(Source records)
·····
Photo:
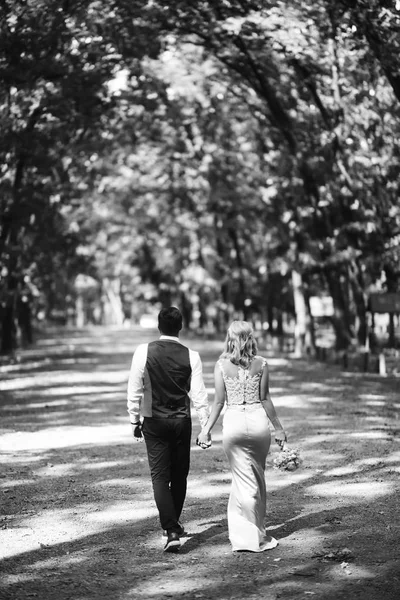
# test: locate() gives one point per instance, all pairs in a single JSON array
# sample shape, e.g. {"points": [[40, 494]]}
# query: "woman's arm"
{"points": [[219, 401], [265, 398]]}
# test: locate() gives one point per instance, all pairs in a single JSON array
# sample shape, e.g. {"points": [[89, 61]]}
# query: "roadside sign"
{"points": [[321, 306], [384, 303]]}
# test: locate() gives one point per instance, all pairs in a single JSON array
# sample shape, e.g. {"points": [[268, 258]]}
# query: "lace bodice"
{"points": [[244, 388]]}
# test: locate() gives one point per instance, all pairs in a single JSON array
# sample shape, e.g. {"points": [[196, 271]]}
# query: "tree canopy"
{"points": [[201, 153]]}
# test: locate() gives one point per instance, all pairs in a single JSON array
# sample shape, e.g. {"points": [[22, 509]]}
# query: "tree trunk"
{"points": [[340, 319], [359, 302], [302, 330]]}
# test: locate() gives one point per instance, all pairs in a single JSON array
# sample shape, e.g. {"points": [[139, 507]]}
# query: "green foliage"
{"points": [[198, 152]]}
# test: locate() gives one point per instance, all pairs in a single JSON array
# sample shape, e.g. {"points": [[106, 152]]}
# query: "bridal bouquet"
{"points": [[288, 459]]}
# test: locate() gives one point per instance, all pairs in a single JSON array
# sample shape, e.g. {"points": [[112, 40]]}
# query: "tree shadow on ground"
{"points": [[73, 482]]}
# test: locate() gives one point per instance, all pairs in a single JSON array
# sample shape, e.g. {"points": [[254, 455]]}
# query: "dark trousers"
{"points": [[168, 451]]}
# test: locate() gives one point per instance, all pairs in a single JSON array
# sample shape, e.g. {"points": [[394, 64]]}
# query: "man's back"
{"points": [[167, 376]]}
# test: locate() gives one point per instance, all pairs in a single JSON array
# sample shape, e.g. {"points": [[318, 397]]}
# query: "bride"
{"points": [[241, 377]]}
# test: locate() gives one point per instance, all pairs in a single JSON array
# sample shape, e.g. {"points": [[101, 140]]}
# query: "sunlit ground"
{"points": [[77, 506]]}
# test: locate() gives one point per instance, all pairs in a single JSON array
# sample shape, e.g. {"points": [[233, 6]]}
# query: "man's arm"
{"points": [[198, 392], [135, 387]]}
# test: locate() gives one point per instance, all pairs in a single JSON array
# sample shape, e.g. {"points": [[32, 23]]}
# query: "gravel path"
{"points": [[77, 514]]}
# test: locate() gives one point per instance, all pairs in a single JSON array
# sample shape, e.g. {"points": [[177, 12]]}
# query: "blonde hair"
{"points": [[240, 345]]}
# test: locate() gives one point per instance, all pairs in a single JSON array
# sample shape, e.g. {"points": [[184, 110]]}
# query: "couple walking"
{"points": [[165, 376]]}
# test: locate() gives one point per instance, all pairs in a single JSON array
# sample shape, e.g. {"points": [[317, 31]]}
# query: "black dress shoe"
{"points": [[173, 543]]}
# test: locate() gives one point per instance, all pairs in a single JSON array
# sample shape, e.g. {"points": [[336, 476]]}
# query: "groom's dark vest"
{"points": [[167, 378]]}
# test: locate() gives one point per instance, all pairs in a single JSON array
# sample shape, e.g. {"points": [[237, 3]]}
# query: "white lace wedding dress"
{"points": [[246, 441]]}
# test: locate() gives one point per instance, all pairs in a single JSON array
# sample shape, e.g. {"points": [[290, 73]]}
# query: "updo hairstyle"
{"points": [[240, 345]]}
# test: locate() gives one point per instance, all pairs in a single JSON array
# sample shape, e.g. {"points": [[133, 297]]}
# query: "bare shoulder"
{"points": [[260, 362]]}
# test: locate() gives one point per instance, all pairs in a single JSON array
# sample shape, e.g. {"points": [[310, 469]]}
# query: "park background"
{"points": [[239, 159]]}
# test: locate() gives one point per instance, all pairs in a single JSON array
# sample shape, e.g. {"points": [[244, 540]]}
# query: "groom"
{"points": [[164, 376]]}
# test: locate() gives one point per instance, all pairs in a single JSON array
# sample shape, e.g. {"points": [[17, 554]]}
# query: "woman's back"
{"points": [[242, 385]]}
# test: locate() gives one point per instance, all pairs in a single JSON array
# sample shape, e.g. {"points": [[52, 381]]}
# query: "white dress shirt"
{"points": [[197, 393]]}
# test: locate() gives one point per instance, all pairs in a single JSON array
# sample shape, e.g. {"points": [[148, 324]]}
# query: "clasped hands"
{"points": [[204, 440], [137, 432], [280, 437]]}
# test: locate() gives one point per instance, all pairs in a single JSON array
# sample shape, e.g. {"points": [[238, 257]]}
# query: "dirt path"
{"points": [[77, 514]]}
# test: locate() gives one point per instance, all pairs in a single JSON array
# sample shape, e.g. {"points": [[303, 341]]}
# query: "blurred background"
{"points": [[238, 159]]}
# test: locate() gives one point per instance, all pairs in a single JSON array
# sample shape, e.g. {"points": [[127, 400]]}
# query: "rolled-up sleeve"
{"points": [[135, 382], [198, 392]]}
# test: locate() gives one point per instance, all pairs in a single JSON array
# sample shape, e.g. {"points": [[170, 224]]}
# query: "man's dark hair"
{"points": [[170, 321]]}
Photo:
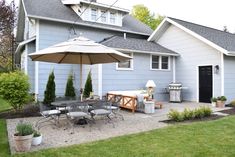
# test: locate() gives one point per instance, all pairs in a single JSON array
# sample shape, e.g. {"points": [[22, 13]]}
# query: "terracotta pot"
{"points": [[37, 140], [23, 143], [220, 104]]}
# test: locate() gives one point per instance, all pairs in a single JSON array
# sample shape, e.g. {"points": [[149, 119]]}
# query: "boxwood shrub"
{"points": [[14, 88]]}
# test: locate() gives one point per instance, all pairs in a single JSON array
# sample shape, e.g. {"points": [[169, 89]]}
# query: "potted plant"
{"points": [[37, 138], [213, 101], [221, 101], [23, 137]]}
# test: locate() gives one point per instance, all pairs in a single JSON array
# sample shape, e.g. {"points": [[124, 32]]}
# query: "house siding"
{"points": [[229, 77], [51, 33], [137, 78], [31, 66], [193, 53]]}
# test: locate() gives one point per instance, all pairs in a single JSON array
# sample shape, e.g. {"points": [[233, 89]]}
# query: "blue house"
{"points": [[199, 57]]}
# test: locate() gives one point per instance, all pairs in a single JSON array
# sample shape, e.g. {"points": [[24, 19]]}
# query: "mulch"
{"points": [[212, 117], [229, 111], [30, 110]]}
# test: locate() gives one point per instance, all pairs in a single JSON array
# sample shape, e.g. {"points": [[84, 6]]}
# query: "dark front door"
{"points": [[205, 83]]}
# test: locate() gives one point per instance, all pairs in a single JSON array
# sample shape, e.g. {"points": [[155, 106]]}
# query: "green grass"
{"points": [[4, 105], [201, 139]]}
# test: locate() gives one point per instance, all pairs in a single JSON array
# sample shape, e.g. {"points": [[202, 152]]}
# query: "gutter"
·····
Set down every record once more, word for word, without pictures.

Photo:
# test: locate() gives one point per instance, all pairs in a single JSON array
# sample shape, e.g. {"points": [[40, 494]]}
# query: "woman's arm"
{"points": [[219, 401], [265, 398]]}
# test: locate() gives one point per instance, all pairs in a single JSON array
# sample shape, e.g. {"points": [[89, 61]]}
# query: "roadside sign"
{"points": [[321, 306], [384, 303]]}
# test: locate() gives one point per instance, all pairs in a single JSON array
# sample shape, e.g. {"points": [[268, 258]]}
# query: "lace bodice"
{"points": [[244, 388]]}
# test: locate() gives one point per instance, all pairs in a single JSON array
# sample shape, e.g. {"points": [[196, 271]]}
# query: "tree canopy"
{"points": [[201, 153]]}
# test: locate() gives one point per instance, all pairs in a single JSON array
# sample shape, e.g. {"points": [[22, 509]]}
# query: "tree trunk"
{"points": [[340, 319], [359, 302], [302, 330]]}
# test: locate() gives one point per instance, all pairs in a single JSON array
# sample shape, e.g. {"points": [[139, 507]]}
# query: "green foliage"
{"points": [[198, 152]]}
# test: locate() gives one point per instance, all pairs in a single JSON array
# sample shape, e.g. {"points": [[106, 152]]}
# query: "bridal bouquet"
{"points": [[288, 459]]}
# test: locate() gives one point per instance, all pairs in a single JSON array
# sample shape, e.g. {"points": [[112, 40]]}
# query: "tree shadow on ground"
{"points": [[73, 482]]}
# test: locate() gives one point per instance, all pairs in a single JSON array
# sample shape, e.g. {"points": [[254, 455]]}
# query: "dark trousers"
{"points": [[168, 451]]}
# test: locate() gives one point per instance, all pairs in a single JSON array
# sample shape, e.g. {"points": [[394, 64]]}
# query: "man's back"
{"points": [[167, 376]]}
# test: locate() gives one point per instance, all pairs in a single JSON array
# sample shape, e.g. {"points": [[318, 397]]}
# query: "bride"
{"points": [[241, 377]]}
# test: locate() gives one point per instance, all pairs in a single JSON array
# sample shape, e.g. {"points": [[101, 140]]}
# query: "sunlit ground"
{"points": [[77, 506]]}
# test: locate() gives one point per instance, all pairs in a single JSON array
# sample shape, e.g. {"points": [[233, 6]]}
# query: "man's arm"
{"points": [[198, 392], [135, 387]]}
# test: locate() gives one point per instance, all pairs in a single JSON array
# sample shape, e.g. {"points": [[32, 23]]}
# query: "gravel path"
{"points": [[77, 514]]}
# test: locate() gives one point per instance, all pairs in a single JSON array
# sample shape, e.g. {"points": [[177, 12]]}
# query: "blonde hair"
{"points": [[240, 345]]}
# test: locate() gives one point per instance, all pairs in a single JSON array
# sample shape, e.g. {"points": [[184, 110]]}
# query: "couple walking"
{"points": [[165, 376]]}
# test: locate() gives one point per instance, all pairs in a single JSON array
# sample shape, e.g. {"points": [[317, 31]]}
# query: "black dress shoe"
{"points": [[173, 543]]}
# test: locate() gives one point per instance, all pairs in a single JSON array
# sample shape, e.g. {"points": [[336, 476]]}
# query: "groom's dark vest"
{"points": [[167, 378]]}
# test: locate() gives one point per instance, all pairs in a single JSON array
# sample shape, e.g. {"points": [[237, 3]]}
# query: "white lace wedding dress"
{"points": [[246, 441]]}
# test: locate() gives one point per instance, all pairs in a single JSON array
# sample shape, e.g. {"points": [[290, 73]]}
# query: "updo hairstyle"
{"points": [[240, 345]]}
# test: locate() gives one point per instance, all pairs in a single JSON array
# sample shape, e.g. {"points": [[133, 297]]}
# query: "bare shoulder"
{"points": [[260, 362]]}
# test: locate() gives one point per instance, all pairs in a single JSON array
# sample shape, e.g. {"points": [[310, 469]]}
# query: "park background"
{"points": [[239, 159]]}
# test: locate() gives one point per instance, all pairs in a single JSON array
# sample shape, e.g. {"points": [[244, 540]]}
# query: "groom"
{"points": [[164, 376]]}
# test: locate() gives one point per instance, all pairs in a single JSON array
# sample shape, e.g. {"points": [[17, 554]]}
# query: "woman's back"
{"points": [[242, 385]]}
# test: locate() gives one point per instance, all pairs in a single JSON array
# sample shape, e.g. {"points": [[52, 381]]}
# query: "white dress shirt"
{"points": [[197, 393]]}
# test: locate() gives one point per instance, all pairs in a single JSON array
# sample shape, e.g. {"points": [[148, 324]]}
# query: "clasped hands"
{"points": [[204, 440], [137, 432], [280, 437]]}
# test: locate() gives one point per instance, all pairs in a single JSON array
# sample shape, e.g. {"points": [[238, 257]]}
# query: "dirt path"
{"points": [[77, 514]]}
# test: locate() gives one point per instance, all pairs in a single JSON array
# sample shape, e.g. {"points": [[303, 341]]}
# query: "blurred background"
{"points": [[238, 159]]}
# test: locate() gives one point per instance, all pairs in a single JSON array
# sample shape, e.g. {"points": [[127, 400]]}
# query: "rolled-up sleeve"
{"points": [[135, 382], [198, 392]]}
# test: locate() gives one point per instance, all pairs in a single JSON array
# sample shape, e.g. {"points": [[170, 224]]}
# query: "man's dark hair"
{"points": [[170, 321]]}
Photo:
# test: locate() gives one point per instance, all pairs in a single JSON array
# sample shape, e.g. {"points": [[22, 13]]}
# query: "terracotta pot"
{"points": [[37, 140], [23, 143], [220, 104]]}
# test: locate() gives one point per instance, all pairs in a single JSON array
# sample shape, e.g. {"points": [[149, 119]]}
# query: "boxwood shrub"
{"points": [[14, 88]]}
# test: locate() gives one point per instance, all pairs in a single JSON array
# sample shape, e.g. {"points": [[169, 89]]}
# query: "potted plant"
{"points": [[37, 138], [213, 101], [221, 101], [23, 137]]}
# test: locate() gives one point per instance, all pairs in a single JSON array
# sample shape, e.g. {"points": [[124, 32]]}
# query: "house siding"
{"points": [[229, 77], [51, 33], [137, 78], [31, 66], [193, 53]]}
# test: locate() gives one point per instance, all pairs in a single JSON array
# sample shape, e.g. {"points": [[233, 89]]}
# query: "blue house"
{"points": [[199, 57]]}
# test: locate() gives one point per instance, all pairs in a single JSON array
# sample shape, e.g. {"points": [[24, 19]]}
# query: "mulch"
{"points": [[212, 117], [229, 111], [30, 110]]}
# test: locate() gives one point per instance, all pairs in a single JSON array
# sample shape, e.g. {"points": [[84, 6]]}
# query: "dark front door"
{"points": [[205, 83]]}
# test: locate() gives one point per instance, all pairs in a single JSON array
# sample shape, e.g. {"points": [[155, 106]]}
# query: "green grass"
{"points": [[4, 105], [201, 139]]}
# test: locate() gives one point per instance, all pairs in a single JSON array
# sample shape, e.g. {"points": [[202, 152]]}
# query: "gutter"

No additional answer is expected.